DATA PROVIDED.
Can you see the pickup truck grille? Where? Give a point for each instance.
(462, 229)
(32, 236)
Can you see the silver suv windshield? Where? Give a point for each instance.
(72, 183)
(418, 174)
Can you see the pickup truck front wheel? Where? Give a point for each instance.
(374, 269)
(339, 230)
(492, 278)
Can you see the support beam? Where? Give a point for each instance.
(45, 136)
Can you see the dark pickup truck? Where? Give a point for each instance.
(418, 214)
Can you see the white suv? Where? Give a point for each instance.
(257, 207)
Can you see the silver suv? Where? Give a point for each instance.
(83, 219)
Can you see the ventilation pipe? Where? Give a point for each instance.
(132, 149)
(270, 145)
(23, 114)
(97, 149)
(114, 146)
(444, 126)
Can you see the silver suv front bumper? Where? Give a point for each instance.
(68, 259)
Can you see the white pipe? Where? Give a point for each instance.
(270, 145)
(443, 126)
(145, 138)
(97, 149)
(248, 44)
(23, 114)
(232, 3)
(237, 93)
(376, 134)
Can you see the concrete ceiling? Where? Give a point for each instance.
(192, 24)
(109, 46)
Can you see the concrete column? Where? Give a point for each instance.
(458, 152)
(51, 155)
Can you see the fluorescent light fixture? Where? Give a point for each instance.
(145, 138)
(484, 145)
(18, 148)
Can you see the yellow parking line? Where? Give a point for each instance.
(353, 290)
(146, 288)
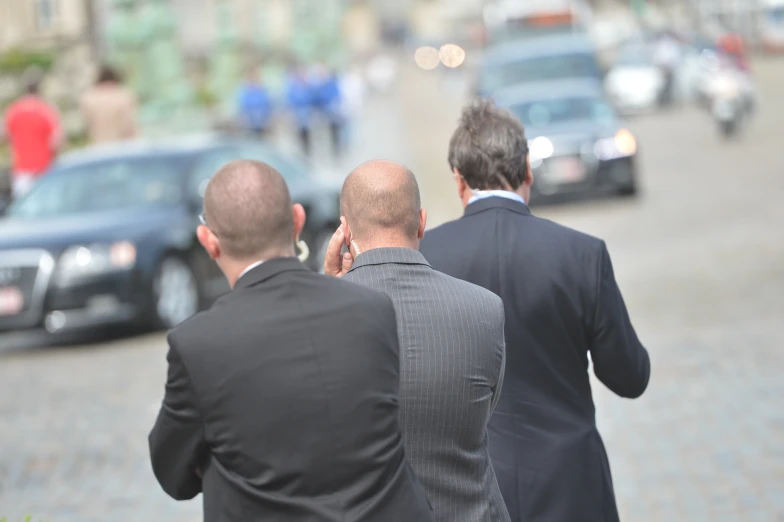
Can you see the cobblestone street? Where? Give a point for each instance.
(699, 257)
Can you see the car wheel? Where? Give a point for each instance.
(175, 292)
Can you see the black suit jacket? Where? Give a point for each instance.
(285, 395)
(561, 303)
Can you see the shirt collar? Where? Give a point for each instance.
(383, 256)
(482, 194)
(250, 267)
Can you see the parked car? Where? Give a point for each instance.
(108, 236)
(577, 143)
(539, 60)
(634, 82)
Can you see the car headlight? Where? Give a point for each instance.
(90, 260)
(621, 145)
(540, 148)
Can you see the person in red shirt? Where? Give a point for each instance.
(32, 128)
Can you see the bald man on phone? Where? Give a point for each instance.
(451, 341)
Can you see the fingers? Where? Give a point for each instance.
(332, 258)
(344, 228)
(348, 262)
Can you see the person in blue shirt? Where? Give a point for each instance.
(255, 106)
(329, 102)
(300, 100)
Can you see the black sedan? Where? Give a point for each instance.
(577, 143)
(108, 236)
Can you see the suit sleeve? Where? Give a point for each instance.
(500, 345)
(177, 446)
(620, 361)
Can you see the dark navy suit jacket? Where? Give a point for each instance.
(561, 303)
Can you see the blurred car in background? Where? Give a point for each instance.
(539, 60)
(516, 20)
(577, 143)
(634, 83)
(108, 236)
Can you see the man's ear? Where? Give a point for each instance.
(298, 217)
(462, 186)
(529, 174)
(422, 223)
(209, 241)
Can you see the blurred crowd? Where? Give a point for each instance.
(313, 97)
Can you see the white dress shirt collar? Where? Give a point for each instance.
(483, 194)
(250, 267)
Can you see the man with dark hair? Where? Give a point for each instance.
(451, 341)
(109, 109)
(282, 400)
(562, 303)
(32, 128)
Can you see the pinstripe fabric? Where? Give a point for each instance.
(452, 360)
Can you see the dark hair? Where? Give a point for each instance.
(33, 86)
(489, 148)
(108, 74)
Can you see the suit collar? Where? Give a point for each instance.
(268, 269)
(490, 203)
(384, 256)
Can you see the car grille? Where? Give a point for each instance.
(28, 271)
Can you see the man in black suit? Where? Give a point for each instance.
(282, 400)
(561, 303)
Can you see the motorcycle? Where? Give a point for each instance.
(729, 105)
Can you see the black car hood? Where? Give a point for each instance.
(59, 232)
(587, 129)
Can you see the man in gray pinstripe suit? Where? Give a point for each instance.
(451, 335)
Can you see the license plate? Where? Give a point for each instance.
(11, 301)
(565, 170)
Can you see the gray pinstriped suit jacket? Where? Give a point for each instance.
(452, 360)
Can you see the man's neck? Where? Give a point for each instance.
(374, 244)
(236, 269)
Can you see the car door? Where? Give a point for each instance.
(214, 283)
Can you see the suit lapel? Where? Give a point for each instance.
(268, 269)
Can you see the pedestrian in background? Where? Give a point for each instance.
(34, 133)
(353, 90)
(281, 401)
(109, 109)
(255, 106)
(329, 102)
(300, 98)
(562, 303)
(451, 341)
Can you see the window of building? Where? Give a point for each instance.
(46, 13)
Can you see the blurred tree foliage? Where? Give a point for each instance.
(17, 61)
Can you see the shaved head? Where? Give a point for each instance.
(381, 198)
(247, 206)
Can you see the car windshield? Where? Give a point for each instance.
(513, 33)
(561, 110)
(542, 68)
(635, 55)
(119, 184)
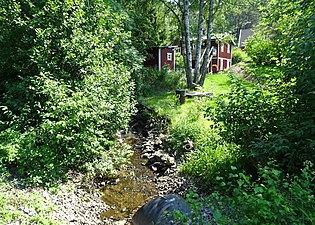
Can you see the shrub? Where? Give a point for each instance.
(273, 199)
(69, 89)
(262, 50)
(240, 56)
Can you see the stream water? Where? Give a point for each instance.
(134, 189)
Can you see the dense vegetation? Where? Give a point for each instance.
(66, 86)
(70, 74)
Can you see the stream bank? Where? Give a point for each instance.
(152, 172)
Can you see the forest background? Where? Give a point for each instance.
(71, 74)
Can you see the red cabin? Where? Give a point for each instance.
(161, 57)
(221, 54)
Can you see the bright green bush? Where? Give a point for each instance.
(239, 56)
(273, 199)
(211, 160)
(150, 81)
(262, 50)
(67, 84)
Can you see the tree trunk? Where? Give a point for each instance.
(199, 41)
(188, 55)
(208, 46)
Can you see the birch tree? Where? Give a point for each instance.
(199, 40)
(187, 43)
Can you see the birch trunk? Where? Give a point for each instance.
(199, 41)
(188, 55)
(208, 46)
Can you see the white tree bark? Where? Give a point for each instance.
(205, 63)
(199, 40)
(188, 55)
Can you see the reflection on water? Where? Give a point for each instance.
(132, 191)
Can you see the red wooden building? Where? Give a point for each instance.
(161, 57)
(221, 54)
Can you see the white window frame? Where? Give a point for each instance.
(169, 56)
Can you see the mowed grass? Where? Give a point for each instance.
(167, 103)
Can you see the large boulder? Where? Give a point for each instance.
(161, 211)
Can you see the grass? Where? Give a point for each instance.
(167, 103)
(21, 206)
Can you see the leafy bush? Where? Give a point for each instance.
(273, 199)
(67, 85)
(211, 160)
(262, 50)
(259, 121)
(239, 56)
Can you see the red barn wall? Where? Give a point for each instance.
(164, 59)
(152, 60)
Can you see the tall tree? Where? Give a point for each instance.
(199, 40)
(187, 43)
(206, 59)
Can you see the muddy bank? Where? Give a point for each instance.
(152, 172)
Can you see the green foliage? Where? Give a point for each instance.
(27, 208)
(239, 56)
(243, 115)
(273, 199)
(211, 160)
(67, 85)
(151, 81)
(263, 122)
(262, 50)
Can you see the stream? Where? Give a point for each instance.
(151, 173)
(132, 190)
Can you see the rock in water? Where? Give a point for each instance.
(161, 210)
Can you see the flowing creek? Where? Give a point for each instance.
(138, 184)
(132, 190)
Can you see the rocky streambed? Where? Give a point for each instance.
(152, 172)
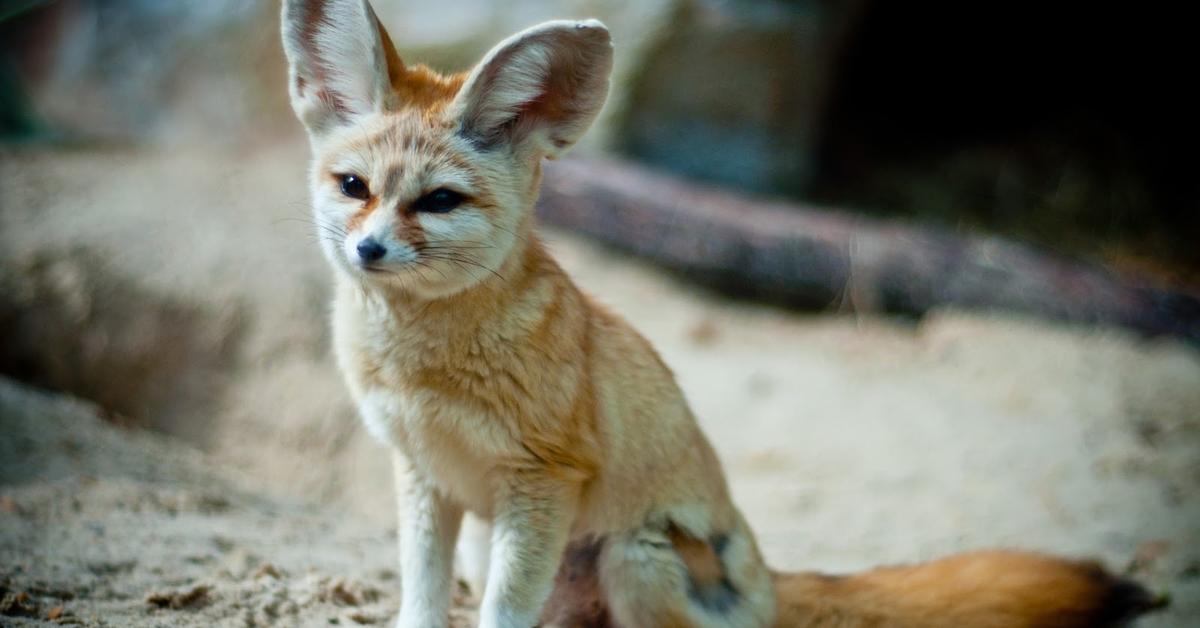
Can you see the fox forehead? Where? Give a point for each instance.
(406, 153)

WORK INSTRUCTIONS. Copy the records exactly as they appear, excluding images.

RESULT BELOW.
Can you see the pickup truck grille? Where? Give a point for each instance.
(462, 229)
(32, 236)
Can you see the silver suv windshield? Where? Give a point for each instance.
(72, 183)
(418, 174)
Can you see the pickup truck front wheel? Where? Give a point for each instance.
(374, 269)
(339, 230)
(492, 278)
Can you see the support beam? Where? Give a point for each instance.
(45, 136)
Can you see the dark pickup truck? Where? Give a point for each instance.
(418, 214)
Can you see the white suv? Where? Give a point for each instance.
(257, 207)
Can you see the silver suv? Where? Give a point for each instance.
(83, 219)
Can you see the ventilation pipe? Where? Give a point for each instance.
(132, 149)
(270, 145)
(23, 114)
(97, 149)
(114, 146)
(444, 126)
Can you see the silver suv front bumper? Where? Give a point for each instance.
(68, 259)
Can you see the white pipe? Where? Give a point for each instance.
(270, 145)
(443, 126)
(145, 138)
(97, 149)
(248, 44)
(23, 114)
(232, 3)
(237, 93)
(376, 134)
Can you see the concrete ceiling? Where? Give a point for each instance.
(192, 24)
(109, 46)
Can you see the concrete column? Where? Give a point for each instance.
(458, 152)
(51, 155)
Can you see the fluorescent light fixture? Where? Give a point for each instance.
(145, 138)
(484, 145)
(18, 148)
Can you see the yellow parking line? Where? Give a point for each instance.
(353, 290)
(146, 288)
Can you see the cobblestone street? Where? Give a point for each instance.
(699, 257)
Can you see the car wheel? Where? Give a point for each instance.
(175, 292)
Can you see the black suit jacket? Where? Give a point for each instance.
(285, 395)
(561, 303)
Can you see the shirt collar? Where? Give a point for each instance.
(383, 256)
(482, 194)
(250, 267)
Can you see the parked car? Where? Give a point for each instance.
(108, 236)
(577, 143)
(539, 60)
(634, 82)
Can you see the car headlight? Where? Give a point for each instance.
(90, 260)
(621, 145)
(540, 148)
Can you see the person in red shirt? Where? Give a point for each instance.
(32, 128)
Can you see the bald man on phone? Where? Give a point for each instance.
(451, 341)
Can you see the fingers? Where? Give a point for each instance.
(332, 258)
(344, 228)
(348, 262)
Can you see the person in blue shirt? Where? Give a point for each instance.
(255, 106)
(329, 102)
(300, 100)
Can you see the black sedan? Where? Give a point for each instance.
(577, 143)
(108, 236)
Can you see the suit sleeve? Where? Give a point for each instance.
(500, 345)
(177, 446)
(620, 361)
Can you see the dark navy suit jacket? Where? Give a point for each instance.
(561, 303)
Can you see the blurred car in background? Where? Give a point for each instance.
(539, 60)
(516, 20)
(577, 143)
(634, 83)
(108, 236)
Can you see the man's ear? Where? Give a point for each instance.
(298, 217)
(462, 186)
(529, 174)
(422, 223)
(209, 241)
Can you see the blurred crowd? Where? Give a point for each instance.
(313, 97)
Can you see the white dress shirt collar? Where? Give a point for each instance.
(483, 194)
(250, 267)
Can you see the man with dark hair? Where? Give a point for each instance.
(451, 341)
(109, 109)
(282, 400)
(562, 303)
(32, 128)
Can you see the pinstripe fabric? Where? Give a point for each instance.
(452, 360)
Can you see the dark hair? Where? Give a point for each instance.
(33, 86)
(489, 148)
(108, 74)
Can you see the suit collar? Where? Give a point for each instance.
(268, 269)
(490, 203)
(384, 256)
Can you see the car grille? Where? Give a point for each instance.
(28, 271)
Can you see the man in black suit? Where? Give a point for each instance.
(282, 400)
(561, 303)
Can you see the motorcycle? Where? Give a point for each instance.
(729, 105)
Can you see the black car hood? Where? Give a point for each instance.
(59, 232)
(587, 129)
Can you see the man in gray pinstripe suit? Where? Give a point for each instance.
(451, 335)
Can you see the license plate? Where? Give a point for each instance.
(11, 301)
(565, 170)
Can you see the gray pinstriped suit jacket? Where? Give a point for each instance.
(452, 360)
Can you see the man's neck? Where? Give a point for each instance.
(374, 244)
(236, 269)
Can you see the car door? Where? Give a point for each instance.
(214, 283)
Can you see the suit lapel? Where? Give a point for each instance.
(268, 269)
Can you see the pedestrian in background? Where? Give a point for each instance.
(34, 133)
(353, 90)
(281, 401)
(109, 109)
(255, 106)
(329, 102)
(300, 98)
(562, 303)
(451, 341)
Can you see the window of building? Where? Give a point for each instance.
(46, 13)
Can you see the blurred tree foliage? Where? Give a point for each instance.
(17, 61)
Can you see the shaved head? Where? Give a point for each instance.
(381, 198)
(247, 206)
Can you see the car windshield? Where? Give a point for each instance.
(513, 33)
(561, 110)
(542, 68)
(635, 55)
(119, 184)
Can you see the shrub? Where? Give a point for each instance.
(273, 199)
(69, 89)
(262, 50)
(240, 56)
Can you see the stream water? Where? Give a point for each instance.
(134, 189)
Can you see the dense vegetation? Where? Give a point for each instance.
(66, 86)
(70, 74)
Can you see the stream bank? Where? Give a point for each instance.
(152, 172)
Can you see the forest background? Where? Give a point for each instance.
(71, 74)
Can you see the red cabin? Where? Give a point for each instance.
(161, 57)
(221, 54)
Can you see the bright green bush? Where? Give a point for each instance.
(239, 56)
(273, 199)
(211, 160)
(150, 81)
(262, 50)
(67, 84)
Can you see the tree trunk? Where? Give a point for each instance.
(199, 41)
(188, 55)
(208, 46)
Can you see the birch tree? Where? Give a point for each instance.
(199, 40)
(187, 43)
Can you see the birch trunk? Where? Give a point for each instance.
(199, 41)
(188, 55)
(208, 46)
Can you see the white tree bark? Where? Give a point for each instance.
(205, 63)
(199, 40)
(188, 55)
Can you see the reflection on water? Where? Give a point for each instance.
(132, 191)
Can you see the red wooden building? Where? Give a point for each instance.
(161, 57)
(221, 54)
Can you see the white window frame? Where? Give a point for each instance.
(169, 56)
Can you see the mowed grass? Where? Give a point for each instance.
(167, 103)
Can you see the large boulder? Where? Give a point for each instance.
(161, 211)
Can you see the grass? Where? Give a point for each instance.
(167, 103)
(21, 206)
Can you see the leafy bush? Where? Give a point for each instance.
(273, 199)
(67, 85)
(211, 160)
(262, 50)
(259, 121)
(239, 56)
Can you see the red barn wall? Where? Give a point for each instance.
(164, 59)
(152, 60)
Can you see the tall tree? Where? Give a point for each instance.
(199, 40)
(187, 43)
(206, 59)
Can you see the muddy bank? Where? Give a point for each instance.
(152, 172)
Can you see the green foliage? Where? Give a point for each instance.
(27, 208)
(239, 56)
(243, 115)
(273, 199)
(211, 160)
(67, 85)
(151, 81)
(263, 122)
(262, 50)
Can you see the stream? Where? Give a point for each instance.
(151, 173)
(132, 190)
Can you see the rock in water? Where? Give a point for each instance.
(161, 210)
Can you see the flowing creek? Where? Give a point for each instance.
(138, 184)
(132, 190)
Can you see the rocky streambed? Where? Give a point for each instance.
(152, 172)
Can you see the fox forehead? Where? Give a point for each instance.
(406, 153)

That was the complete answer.